Rows from a pointing dataset:
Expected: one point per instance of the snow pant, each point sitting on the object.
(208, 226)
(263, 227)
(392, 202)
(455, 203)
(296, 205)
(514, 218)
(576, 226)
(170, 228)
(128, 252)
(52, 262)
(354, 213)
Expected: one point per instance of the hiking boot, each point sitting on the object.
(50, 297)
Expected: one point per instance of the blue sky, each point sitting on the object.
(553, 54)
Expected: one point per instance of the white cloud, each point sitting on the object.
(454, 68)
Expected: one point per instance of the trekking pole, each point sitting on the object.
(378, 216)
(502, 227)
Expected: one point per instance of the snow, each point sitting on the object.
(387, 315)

Problem to solve | Please express the records above as a JSON list of strings, with one string for each line and any blank lines left out.

The solution |
[
  "Expected: one point per instance of the snow pant, each point sitting on the object.",
  "(208, 226)",
  "(263, 227)",
  "(392, 202)",
  "(455, 203)",
  "(296, 205)",
  "(514, 218)",
  "(576, 226)",
  "(170, 228)",
  "(128, 252)",
  "(52, 262)",
  "(354, 213)",
  "Expected: one point per instance of the hiking boot, each point sitting on the object.",
  "(50, 297)",
  "Expected: one point per instance of the blue sky, each point sitting on the object.",
  "(553, 54)",
  "Expected: one point per instance of the white cloud, each point sitting on the object.",
  "(454, 68)",
  "Expected: one point per instance of the trekking pole, each point sitting on the object.",
  "(378, 216)",
  "(502, 227)",
  "Expected: one point per instance of the snow, each point sitting on the object.",
  "(387, 315)"
]